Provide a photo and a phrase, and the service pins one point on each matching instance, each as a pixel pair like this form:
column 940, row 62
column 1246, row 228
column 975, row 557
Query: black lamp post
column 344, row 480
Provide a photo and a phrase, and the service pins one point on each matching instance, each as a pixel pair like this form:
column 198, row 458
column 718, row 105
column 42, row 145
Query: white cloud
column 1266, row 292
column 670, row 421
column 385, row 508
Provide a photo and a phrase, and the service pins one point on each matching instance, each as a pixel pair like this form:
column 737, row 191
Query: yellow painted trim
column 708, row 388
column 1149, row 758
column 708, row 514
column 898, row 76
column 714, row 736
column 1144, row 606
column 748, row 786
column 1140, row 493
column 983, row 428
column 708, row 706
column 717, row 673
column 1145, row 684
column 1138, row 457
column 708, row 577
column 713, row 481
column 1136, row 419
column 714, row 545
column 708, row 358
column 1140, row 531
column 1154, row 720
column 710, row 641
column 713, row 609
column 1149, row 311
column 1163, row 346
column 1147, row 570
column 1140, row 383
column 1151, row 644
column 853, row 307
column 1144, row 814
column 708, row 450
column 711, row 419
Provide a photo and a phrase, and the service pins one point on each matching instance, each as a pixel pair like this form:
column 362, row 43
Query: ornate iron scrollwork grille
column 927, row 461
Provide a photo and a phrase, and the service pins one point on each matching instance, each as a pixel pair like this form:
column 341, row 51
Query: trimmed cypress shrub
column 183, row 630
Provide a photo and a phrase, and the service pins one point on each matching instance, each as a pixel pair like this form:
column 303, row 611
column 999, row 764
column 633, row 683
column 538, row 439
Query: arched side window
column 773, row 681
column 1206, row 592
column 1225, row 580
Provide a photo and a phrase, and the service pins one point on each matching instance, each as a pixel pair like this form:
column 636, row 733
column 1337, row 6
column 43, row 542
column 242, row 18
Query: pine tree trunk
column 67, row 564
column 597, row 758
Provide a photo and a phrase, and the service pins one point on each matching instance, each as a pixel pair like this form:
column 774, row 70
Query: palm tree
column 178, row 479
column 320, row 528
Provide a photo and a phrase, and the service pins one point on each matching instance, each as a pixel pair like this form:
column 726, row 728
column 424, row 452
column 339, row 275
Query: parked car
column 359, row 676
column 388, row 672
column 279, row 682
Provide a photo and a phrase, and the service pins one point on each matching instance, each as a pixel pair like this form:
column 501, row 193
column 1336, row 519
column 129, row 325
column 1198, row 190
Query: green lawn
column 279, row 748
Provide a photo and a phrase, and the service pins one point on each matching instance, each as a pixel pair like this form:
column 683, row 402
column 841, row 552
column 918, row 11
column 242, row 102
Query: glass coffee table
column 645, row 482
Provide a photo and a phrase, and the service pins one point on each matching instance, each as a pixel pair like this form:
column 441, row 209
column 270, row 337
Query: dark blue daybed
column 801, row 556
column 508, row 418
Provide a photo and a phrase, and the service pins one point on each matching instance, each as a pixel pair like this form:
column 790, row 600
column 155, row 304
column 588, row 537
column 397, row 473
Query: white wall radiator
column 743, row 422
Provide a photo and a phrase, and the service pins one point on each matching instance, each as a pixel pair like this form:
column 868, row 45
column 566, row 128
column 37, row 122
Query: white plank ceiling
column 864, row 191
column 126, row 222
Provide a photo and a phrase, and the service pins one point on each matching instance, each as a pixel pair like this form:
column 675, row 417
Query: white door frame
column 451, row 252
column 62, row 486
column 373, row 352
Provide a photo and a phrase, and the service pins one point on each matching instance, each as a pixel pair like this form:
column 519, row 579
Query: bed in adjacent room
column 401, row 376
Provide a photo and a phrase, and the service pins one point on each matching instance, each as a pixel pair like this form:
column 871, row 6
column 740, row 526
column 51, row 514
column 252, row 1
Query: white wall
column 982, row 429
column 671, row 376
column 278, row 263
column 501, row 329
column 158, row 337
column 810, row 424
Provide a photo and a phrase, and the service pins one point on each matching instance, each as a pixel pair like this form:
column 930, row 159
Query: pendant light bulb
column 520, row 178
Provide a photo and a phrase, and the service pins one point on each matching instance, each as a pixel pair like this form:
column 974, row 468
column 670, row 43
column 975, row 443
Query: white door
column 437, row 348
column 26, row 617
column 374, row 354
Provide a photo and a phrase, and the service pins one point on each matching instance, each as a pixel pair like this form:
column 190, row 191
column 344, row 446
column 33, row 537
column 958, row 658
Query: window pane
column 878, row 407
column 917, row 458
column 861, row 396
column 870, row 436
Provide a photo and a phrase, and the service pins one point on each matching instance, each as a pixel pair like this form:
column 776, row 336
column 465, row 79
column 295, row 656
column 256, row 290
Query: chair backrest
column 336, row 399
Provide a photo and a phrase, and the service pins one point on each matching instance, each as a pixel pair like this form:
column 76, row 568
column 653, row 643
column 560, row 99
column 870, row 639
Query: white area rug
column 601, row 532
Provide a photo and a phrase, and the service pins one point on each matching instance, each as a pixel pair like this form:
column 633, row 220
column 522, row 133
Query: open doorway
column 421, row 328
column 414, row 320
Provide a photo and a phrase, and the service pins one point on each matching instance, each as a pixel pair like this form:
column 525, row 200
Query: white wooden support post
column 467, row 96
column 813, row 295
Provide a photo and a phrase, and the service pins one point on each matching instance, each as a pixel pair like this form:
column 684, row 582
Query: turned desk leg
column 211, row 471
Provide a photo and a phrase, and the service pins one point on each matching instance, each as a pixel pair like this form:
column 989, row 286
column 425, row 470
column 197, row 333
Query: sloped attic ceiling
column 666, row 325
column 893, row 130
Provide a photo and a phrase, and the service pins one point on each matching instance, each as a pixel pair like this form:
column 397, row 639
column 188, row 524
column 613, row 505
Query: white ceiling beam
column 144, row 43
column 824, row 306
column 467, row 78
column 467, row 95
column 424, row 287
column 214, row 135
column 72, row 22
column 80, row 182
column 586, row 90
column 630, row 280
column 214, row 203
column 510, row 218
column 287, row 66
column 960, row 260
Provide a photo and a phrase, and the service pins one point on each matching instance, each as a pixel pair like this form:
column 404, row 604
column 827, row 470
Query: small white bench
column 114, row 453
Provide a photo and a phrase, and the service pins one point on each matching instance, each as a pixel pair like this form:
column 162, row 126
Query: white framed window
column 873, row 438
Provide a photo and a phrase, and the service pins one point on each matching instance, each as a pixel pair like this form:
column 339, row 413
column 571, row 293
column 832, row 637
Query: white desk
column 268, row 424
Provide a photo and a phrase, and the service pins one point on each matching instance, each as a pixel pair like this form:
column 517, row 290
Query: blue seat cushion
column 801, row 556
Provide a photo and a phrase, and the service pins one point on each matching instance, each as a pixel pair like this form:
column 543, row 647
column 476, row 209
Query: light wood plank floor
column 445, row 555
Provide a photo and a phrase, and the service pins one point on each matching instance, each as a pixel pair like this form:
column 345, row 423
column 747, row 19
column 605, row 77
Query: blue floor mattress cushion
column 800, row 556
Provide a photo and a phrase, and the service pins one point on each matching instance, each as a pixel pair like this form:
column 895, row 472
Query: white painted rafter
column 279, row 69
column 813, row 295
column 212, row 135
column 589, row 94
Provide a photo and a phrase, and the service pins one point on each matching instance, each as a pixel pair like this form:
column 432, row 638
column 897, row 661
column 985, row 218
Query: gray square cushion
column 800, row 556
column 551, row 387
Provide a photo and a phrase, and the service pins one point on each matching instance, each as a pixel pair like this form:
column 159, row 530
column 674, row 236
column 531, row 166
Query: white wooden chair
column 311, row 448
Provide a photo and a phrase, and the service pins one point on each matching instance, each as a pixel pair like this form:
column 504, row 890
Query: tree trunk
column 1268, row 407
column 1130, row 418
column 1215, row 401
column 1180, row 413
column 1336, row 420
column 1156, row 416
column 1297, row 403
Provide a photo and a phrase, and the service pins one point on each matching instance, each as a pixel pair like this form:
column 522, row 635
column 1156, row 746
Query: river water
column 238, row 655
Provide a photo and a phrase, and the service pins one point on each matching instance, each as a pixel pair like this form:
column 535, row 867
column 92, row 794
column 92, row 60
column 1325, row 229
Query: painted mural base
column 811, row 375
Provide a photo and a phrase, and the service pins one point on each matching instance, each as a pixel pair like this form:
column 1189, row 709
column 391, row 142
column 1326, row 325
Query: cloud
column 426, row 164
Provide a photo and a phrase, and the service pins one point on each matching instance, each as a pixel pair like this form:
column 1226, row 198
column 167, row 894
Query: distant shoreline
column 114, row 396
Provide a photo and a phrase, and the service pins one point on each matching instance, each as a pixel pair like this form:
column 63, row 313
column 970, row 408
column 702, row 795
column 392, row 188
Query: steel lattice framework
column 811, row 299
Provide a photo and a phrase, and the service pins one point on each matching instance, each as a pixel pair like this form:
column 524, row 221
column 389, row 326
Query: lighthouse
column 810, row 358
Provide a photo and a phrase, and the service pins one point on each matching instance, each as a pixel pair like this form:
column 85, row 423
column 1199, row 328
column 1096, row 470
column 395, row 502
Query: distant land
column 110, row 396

|---|

TASK TO COMPLETE: Write out the stretch of the material above from its first line through the line containing "column 1225, row 580" as a JSON list of strings, one string per line, with blank lines left out.

RESULT OF THIS EXERCISE:
[
  "Provide a photo and a phrase, and the service pins one point on each matching instance, each as a pixel pair like this form:",
  "column 940, row 62",
  "column 1246, row 228",
  "column 975, row 557",
  "Query: black lamp post",
  "column 344, row 480",
  "Provide a photo and a phrase, and the service pins one point on each matching instance, each as a pixel pair like this form:",
  "column 198, row 458",
  "column 718, row 105",
  "column 42, row 145",
  "Query: white cloud",
  "column 1266, row 292",
  "column 670, row 421",
  "column 385, row 508",
  "Provide a photo and a phrase, and the service pins one point on each matching instance, each as a pixel pair like this form:",
  "column 737, row 191",
  "Query: yellow painted trim",
  "column 708, row 388",
  "column 1149, row 758",
  "column 708, row 514",
  "column 898, row 76",
  "column 714, row 736",
  "column 1144, row 606",
  "column 748, row 786",
  "column 1140, row 493",
  "column 983, row 428",
  "column 708, row 706",
  "column 717, row 673",
  "column 1145, row 684",
  "column 1138, row 457",
  "column 708, row 577",
  "column 713, row 481",
  "column 1136, row 419",
  "column 714, row 545",
  "column 708, row 358",
  "column 1140, row 531",
  "column 1154, row 720",
  "column 710, row 641",
  "column 713, row 609",
  "column 1149, row 311",
  "column 1163, row 346",
  "column 1147, row 570",
  "column 1140, row 383",
  "column 1151, row 644",
  "column 853, row 307",
  "column 1144, row 814",
  "column 708, row 450",
  "column 711, row 419",
  "Provide a photo and a phrase, and the service pins one point on each matching instance, each as a pixel pair like this form:",
  "column 362, row 43",
  "Query: ornate iron scrollwork grille",
  "column 927, row 461",
  "Provide a photo and a phrase, and the service pins one point on each matching instance, each as a pixel pair like this form:",
  "column 341, row 51",
  "Query: trimmed cypress shrub",
  "column 183, row 630",
  "Provide a photo and a phrase, and the service pins one point on each matching instance, each as a pixel pair like this form:",
  "column 303, row 611",
  "column 999, row 764",
  "column 633, row 683",
  "column 538, row 439",
  "Query: arched side window",
  "column 773, row 681",
  "column 1206, row 592",
  "column 1225, row 580"
]